Higher-order skills: leading 21st-century skills

Higher-order skills are the core intellectual competencies and are recognized as leading 21st-century skills. These skills develop the intellectual traits of persons and determine their quality of thinking and thought process. These skills are fundamental to Higher-order cognitive functions such as – decision-making, evaluation of problems/issues and finding creative & reasonable solutions (real-world problem-solving), forward-looking planning, strategic use of resources, responsible leadership, collaborating constructively with different stakeholders to deliver outcomes, communicating effectively to take people along with, etc. Since the nature of civil servants' work is increasingly Higher-order cognitive functions in today's world, these skills are essential for high-performing civil service in the 21st-century.

Higher-order skills are fundamentally different from lower-order skills in nature and applications. Lower-order skills include recall, repetition, memorization, fluency of matter/topics, and a narrow understanding of the text. Lower-order skills are more significant for repeated, regular, and routine types of work in today’s digital era.

Higher-order skills are the ability to direct our thinking consciously to be critical, independent, strategic (risk management, far-sighted and resilient), creative and inclusive. Higher-order skills are crucial to a deeper understanding of real-world experiences, improve the quality of our thinking, provide us with a clear point of view, and develop our mature perspective on real-world events, issues, problems, and crises. As a result, these skills broaden our horizons and develop a profound mind. The worldview based on broad horizons and a profound mind is close to reality and the responses are intended and more productive. Therefore, these skills enable us to understand and perform today’s Higher-order cognitive functions in the best way.

Today’s world is more complex and challenging; therefore, quality decisions based on critical thinking and strategic thinking are required at every step to thriving well. Understanding the significance of Higher-order skills to thrive well in today’s world, it is even more urgent that the new generation of the country is provided with the opportunity to develop these skills from the beginning. As a result, the National Educational Policy 2020 is based on the principle that education must not be restricted to the development of literacy and numeracy but ‘Higher-order’ cognitive skills (i.e. Higher-order skills) such as critical thinking and problem-solving.

" Education is not the learning of facts, but the training of the mind to think. "

Albert Einstein

Higher-order skills can be best understood with an example of the unemployment situation in India -

The ability to define employment and unemployment and to know related data and government schemes and initiatives is an example of lower-order skills, but to understand, observe, examine, and evaluate the root causes of the unemployment situation in India, how effective government schemes and initiatives are to deal with it, and finding creative and reasonable solutions is an example of Higher-order skills.

* **MATERIAL SUPPLIED**:

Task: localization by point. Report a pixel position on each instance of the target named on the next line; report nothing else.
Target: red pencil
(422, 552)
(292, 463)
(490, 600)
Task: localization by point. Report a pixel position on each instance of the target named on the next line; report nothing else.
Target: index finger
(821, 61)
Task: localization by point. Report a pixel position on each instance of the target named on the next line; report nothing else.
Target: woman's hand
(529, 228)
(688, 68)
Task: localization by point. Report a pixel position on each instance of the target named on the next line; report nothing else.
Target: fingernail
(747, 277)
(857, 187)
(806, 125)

* **PROBLEMS**:
• A. Which lower-order skills does the text on higher-order skills name?
• B. Extend the text on higher-order skills, picking up after its final sentence about the unemployment situation in India.
The entries come from a separate source and are not part of the text on higher-order skills.

* **ANSWERS**:
• A.
- recall
- repetition
- memorization
- fluency of matter/topics
- a narrow understanding of the text

• B.
Both of the above situations are about unemployment in India and both require the foundational knowledge that forms the “facts” of what makes up unemployment and related data, but the second objective goes beyond facts to an actual understanding, application, examination, and evaluation of the unemployment situation.


Higher-order skills include mainly –

  • Critical thinking,
  • Strategic thinking,
  • Innovation thinking (creative thinking),
  • Collaboration,
  • And communication skills

Critical thinking:

Critical thinking is the most important skill of the 21st-century. Today, public servants have to be more thorough, more adaptive, more flexible, and able to assess multiple scenarios for the same problems/issues and generate solutions that might have not been implemented before. Thus, critical thinking is essential given that it helps “ overcome and become aware of biases, false assumptions, myths, and faulty paradigms that can hamper effective decision making ”.

Critical thinking is the ability to think clearly and rationally (logical and evidence-based) about what to do or what to believe. In essence, critical thinking is about being an active learner rather than a passive recipient of information.

  • Critical thinking enables one to understand and evaluate the root causes of complex problems/issues and find a reasonable solution after considering (evaluating) all possible solutions. Hence, It is crucial for understanding and solving real-world problems/issues of the 21st-century.
  • It empowers to make quality and agile decisions in the face of uncertainty even with unreliable data and evidence and provides the ability to implement the decisions taking into account an assessment of possible outcomes and ways of avoiding potentially negative outcomes or at least lessening their impact. As a result, it leads to highly productive outcomes of the actions.

Strategic thinking:

In a fast-changing environment, with scarce skills and resources on one side and unpredictable changes on the other, a robust strategic vision based on foresight and resilience becomes a cornerstone for delivering outcomes.

Strategic thinking is the ability to know what we want to achieve and how to achieve it. It involves thinking about larger, macro issues, in contrast to the microfocus that many tend to take.

  • Strategic thinking provides the ability to define objectives and develop an action plan with goals broken down into tasks specifically measured in terms of timeline and resources. A clear, positive, and big enough vision inspires action and pulls in ideas, people, and other resources to make things happen.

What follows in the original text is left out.